_DO THIS_:
What is needed here is an exact copy of every entry.
____ EXTRACTED ENTRIES
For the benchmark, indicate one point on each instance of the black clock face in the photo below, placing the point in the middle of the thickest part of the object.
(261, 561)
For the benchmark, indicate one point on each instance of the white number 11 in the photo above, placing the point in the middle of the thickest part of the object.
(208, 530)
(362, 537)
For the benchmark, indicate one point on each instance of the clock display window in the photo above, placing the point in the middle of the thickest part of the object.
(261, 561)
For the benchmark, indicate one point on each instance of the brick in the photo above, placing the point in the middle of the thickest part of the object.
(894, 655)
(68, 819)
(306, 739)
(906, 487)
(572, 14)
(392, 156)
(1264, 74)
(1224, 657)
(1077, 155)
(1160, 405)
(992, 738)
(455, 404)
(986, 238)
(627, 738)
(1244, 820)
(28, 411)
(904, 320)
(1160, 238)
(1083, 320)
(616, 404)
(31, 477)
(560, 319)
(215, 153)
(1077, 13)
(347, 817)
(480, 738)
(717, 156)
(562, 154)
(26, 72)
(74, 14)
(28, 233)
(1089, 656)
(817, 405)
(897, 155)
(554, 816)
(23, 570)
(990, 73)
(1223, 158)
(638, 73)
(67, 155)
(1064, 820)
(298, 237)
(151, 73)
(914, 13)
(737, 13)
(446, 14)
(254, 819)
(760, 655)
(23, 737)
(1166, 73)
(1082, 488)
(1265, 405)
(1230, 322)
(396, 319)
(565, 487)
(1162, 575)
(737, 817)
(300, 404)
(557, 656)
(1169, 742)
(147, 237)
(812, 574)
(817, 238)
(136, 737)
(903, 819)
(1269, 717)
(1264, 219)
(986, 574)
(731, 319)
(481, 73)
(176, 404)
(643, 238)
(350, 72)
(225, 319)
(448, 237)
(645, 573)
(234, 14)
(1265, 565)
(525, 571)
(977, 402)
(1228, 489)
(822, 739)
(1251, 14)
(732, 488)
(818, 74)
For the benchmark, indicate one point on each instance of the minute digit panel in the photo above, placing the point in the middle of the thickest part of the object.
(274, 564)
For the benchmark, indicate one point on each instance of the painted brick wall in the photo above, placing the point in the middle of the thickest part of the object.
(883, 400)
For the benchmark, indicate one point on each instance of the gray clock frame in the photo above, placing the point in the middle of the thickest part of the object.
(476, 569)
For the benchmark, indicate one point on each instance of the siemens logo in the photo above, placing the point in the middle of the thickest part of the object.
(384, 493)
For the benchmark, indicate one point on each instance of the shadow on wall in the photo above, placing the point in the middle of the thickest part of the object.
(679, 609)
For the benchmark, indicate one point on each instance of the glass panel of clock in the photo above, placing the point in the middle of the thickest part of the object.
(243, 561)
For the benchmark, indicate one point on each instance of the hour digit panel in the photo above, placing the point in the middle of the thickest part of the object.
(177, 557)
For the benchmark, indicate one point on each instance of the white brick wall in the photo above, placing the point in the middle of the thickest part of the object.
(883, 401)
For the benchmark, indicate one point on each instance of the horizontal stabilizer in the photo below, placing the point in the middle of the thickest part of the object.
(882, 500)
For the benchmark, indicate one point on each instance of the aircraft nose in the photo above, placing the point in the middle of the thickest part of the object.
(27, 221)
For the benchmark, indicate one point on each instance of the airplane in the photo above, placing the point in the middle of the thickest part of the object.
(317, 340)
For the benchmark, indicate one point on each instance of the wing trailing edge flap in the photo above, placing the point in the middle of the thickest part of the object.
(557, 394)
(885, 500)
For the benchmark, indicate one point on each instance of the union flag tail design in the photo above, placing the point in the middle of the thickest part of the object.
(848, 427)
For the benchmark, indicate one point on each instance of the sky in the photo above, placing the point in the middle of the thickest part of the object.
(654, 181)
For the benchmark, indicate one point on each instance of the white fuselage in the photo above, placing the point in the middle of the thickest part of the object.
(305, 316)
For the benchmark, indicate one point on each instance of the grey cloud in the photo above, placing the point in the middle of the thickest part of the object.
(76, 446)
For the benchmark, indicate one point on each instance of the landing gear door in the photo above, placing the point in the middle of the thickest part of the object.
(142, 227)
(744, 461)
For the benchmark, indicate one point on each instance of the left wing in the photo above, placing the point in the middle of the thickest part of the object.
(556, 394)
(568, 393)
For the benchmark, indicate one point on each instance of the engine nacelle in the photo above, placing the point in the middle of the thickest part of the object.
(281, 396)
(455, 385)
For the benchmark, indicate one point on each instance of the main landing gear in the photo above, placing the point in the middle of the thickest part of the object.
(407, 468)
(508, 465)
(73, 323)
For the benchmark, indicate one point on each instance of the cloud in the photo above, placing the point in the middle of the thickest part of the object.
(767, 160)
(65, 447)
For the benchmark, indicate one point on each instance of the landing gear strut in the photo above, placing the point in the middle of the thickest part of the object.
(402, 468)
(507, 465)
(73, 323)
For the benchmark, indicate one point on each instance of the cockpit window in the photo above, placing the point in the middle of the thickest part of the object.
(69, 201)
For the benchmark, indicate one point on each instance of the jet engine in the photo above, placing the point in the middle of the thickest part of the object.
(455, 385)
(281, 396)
________
_FULL ANSWER_:
For the benchmark, indicate one point on each instance of the black clock face in the photo below, placing the point in the middle of the thickest part of the object.
(261, 561)
For the benchmark, indicate one point on each instance of the white number 11 in the photo above, placing the point in the middle of the thickest part of the object.
(208, 530)
(362, 537)
For the benchmark, indicate one point on each instance of the clock display window in the photo above, placing the point in the middle of the thickest part of the object.
(261, 561)
For the benchmark, indicate one point on each instance of the brick in the photo above, placing the point in the middle of the thickest part of the object.
(894, 655)
(68, 819)
(306, 739)
(906, 487)
(572, 14)
(392, 156)
(1264, 74)
(1224, 657)
(1077, 155)
(1160, 405)
(992, 738)
(455, 404)
(986, 238)
(627, 738)
(1244, 820)
(28, 411)
(904, 320)
(1160, 238)
(1083, 320)
(616, 404)
(31, 477)
(560, 319)
(215, 153)
(1077, 13)
(347, 817)
(480, 738)
(717, 156)
(562, 154)
(26, 72)
(74, 14)
(28, 233)
(1089, 656)
(817, 405)
(897, 155)
(554, 816)
(23, 570)
(990, 73)
(1223, 158)
(638, 73)
(67, 155)
(1064, 820)
(298, 237)
(151, 73)
(914, 13)
(737, 13)
(446, 14)
(254, 819)
(760, 655)
(23, 737)
(1166, 73)
(1082, 488)
(1265, 405)
(1230, 322)
(396, 319)
(565, 487)
(1162, 575)
(737, 817)
(300, 404)
(557, 656)
(1169, 742)
(147, 237)
(812, 574)
(817, 238)
(136, 737)
(903, 819)
(1269, 717)
(1264, 219)
(986, 574)
(731, 319)
(481, 73)
(176, 404)
(643, 238)
(350, 72)
(225, 319)
(448, 237)
(645, 573)
(234, 14)
(1265, 565)
(525, 571)
(977, 402)
(1228, 489)
(822, 739)
(1251, 14)
(732, 488)
(818, 74)
For the benchmark, indicate one point on each instance of the minute digit panel in the photo above, placing the point in the middle of the thickest part of the object.
(274, 564)
For the benchmark, indicate one point on each instance of the painted brick wall in the photo above, placing the point in the middle of the thickest part of the object.
(883, 400)
For the benchmark, indicate one point on each instance of the gray clock frame in the photo above, placing the point in the middle of the thickest part of the object.
(476, 569)
For the benchmark, indicate one point on each instance of the siemens logo in the photo above, placing the point in the middle of the thickest part of the object.
(384, 493)
For the benchmark, indicate one point on each instance of the shadow on wall in the photo above, placing the point in the middle of the thickest part of the object.
(679, 609)
For the benchmark, indicate one point on each instance of the glass panel of clock in the photo above, placing the point in the middle of the thickest part of the object.
(243, 561)
For the benchmark, indicate one point on each instance of the hour digit panel in the photo above, placing the point in the middle of the thickest part of the object.
(177, 557)
For the benchmark, indicate one point on each instance of the white brick wall in the photo above, placing the point in the middle of the thickest part of the object.
(883, 401)
For the benchmark, indicate one point on each instance of the horizontal stabilizer in the photo below, placing the point in the middle of the thickest part of the object.
(882, 500)
For the benchmark, indicate one point on each instance of the aircraft nose in the photo above, placing the point in the middle of the thickest part of the object.
(27, 221)
For the benchmark, indicate one point on each instance of the airplane in the photo above, placing the point in the middle of the thickest part of the object.
(317, 340)
For the benchmark, indicate one point on each instance of the wing trailing edge flap in the photo above, placing the point in the middle of the thickest part of the object.
(557, 394)
(885, 500)
For the benchmark, indicate one point on each instance of the union flag tail design in the photo above, placing the point in the middle of the thickest part of the object.
(848, 427)
For the benchmark, indicate one point on each instance of the sky in the photo above, placing the point in the middle of the thickest part of the object.
(654, 181)
For the benchmark, indicate one point on each instance of the white fuselage in the photo above, placing the point in the middle of the thickest part of the object.
(305, 316)
For the benchmark, indicate one point on each instance of the grey cloud in the photo above, placing the point in the middle of the thickest part of the object.
(76, 446)
For the benchmark, indicate one point on each instance of the landing gear door in the photo above, placing the point in the middle of the thickest part of the object.
(142, 227)
(744, 461)
For the benchmark, indicate one point on each instance of the left wing in the photo above, placing the point in the middle of the thickest part of the object.
(556, 394)
(568, 393)
For the benchmark, indicate one point on each instance of the engine nacelle in the photo above, placing the point in the middle of the thickest part of the object.
(281, 396)
(455, 385)
For the benchmark, indicate one point on each instance of the main landing gear in the photo above, placing the point in the middle of the thickest part of the object.
(407, 468)
(508, 465)
(73, 323)
For the benchmark, indicate one point on each instance of the cloud in the photo above, placing the point in the middle of the thickest part of the object.
(767, 160)
(65, 447)
For the benchmark, indicate one point on each instance of the landing gear strut in the photo above, placing the point in the middle of the thickest part of the object.
(402, 468)
(507, 465)
(73, 323)
For the benchmark, indicate one point on each instance of the cockpit window in the photo above, placing the point in the middle of the thickest part of the object.
(69, 201)
For the benchmark, indicate one point on each instance of the jet engine in the photo above, placing the point in the middle of the thickest part of the object.
(455, 385)
(281, 396)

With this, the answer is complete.